** WRITTEN EXERCISE **
Set down verbatim the portion of the Galatians commentary below that runs from "Very characteristic here" to "Paul’s Epistles twice.".

** EXTRACT TO READ **
◇ ◇ ◇ ◇
A Historical Commentary on St. Paul's Epistle to the Galatians

By W. M. Ramsay

Part 2

Historical Commentary

Chapter 54

Freedom and Love (Gal 5:13-15)

Gal 5:13 resumes the subject of Gal 5:1. 1 “Now, as I was saying, you have been called to be free, but do not misunderstand the word! Do not misuse the freedom as an opening for sensual enjoyment! Rather serve one another through love. You desire to be slaves of the Law. Let this service to others be your slavery, and remember that for you the Law is completely fulfilled in the observance of the one principle, Thou shall love thy neighbour as thyself. Whereas, if you show malignity in word or deed to your neighbour, the issue will be mutual destruction.”

Very characteristic here is the recurrence to the word Freedom; the most remarkable feature in the whole Epistle is the prominence given to the idea of Freedom.

An arithmetical statement will make this plain. The words ἐλεύθερος, ἐλευθερία, ἐλευθερόω, occur in this Epistle eleven times; but in Romans they occur only seven times, in the two Corinthians eight times, and in all the rest of Paul’s Epistles twice.
◇ ◇ ◇ ◇
** DATA LINES **
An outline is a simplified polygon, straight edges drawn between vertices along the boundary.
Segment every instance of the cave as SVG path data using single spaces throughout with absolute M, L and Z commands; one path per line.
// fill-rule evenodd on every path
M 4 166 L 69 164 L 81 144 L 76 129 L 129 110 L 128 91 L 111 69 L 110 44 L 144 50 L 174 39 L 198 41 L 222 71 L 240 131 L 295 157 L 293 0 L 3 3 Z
◇ ◇ ◇ ◇
** OUTPUT OF THE TASK **
Very characteristic here is the recurrence to the word Freedom; the most remarkable feature in the whole Epistle is the prominence given to the idea of Freedom.

An arithmetical statement will make this plain. The words ἐλεύθερος, ἐλευθερία, ἐλευθερόω, occur in this Epistle eleven times; but in Romans they occur only seven times, in the two Corinthians eight times, and in all the rest of Paul’s Epistles twice.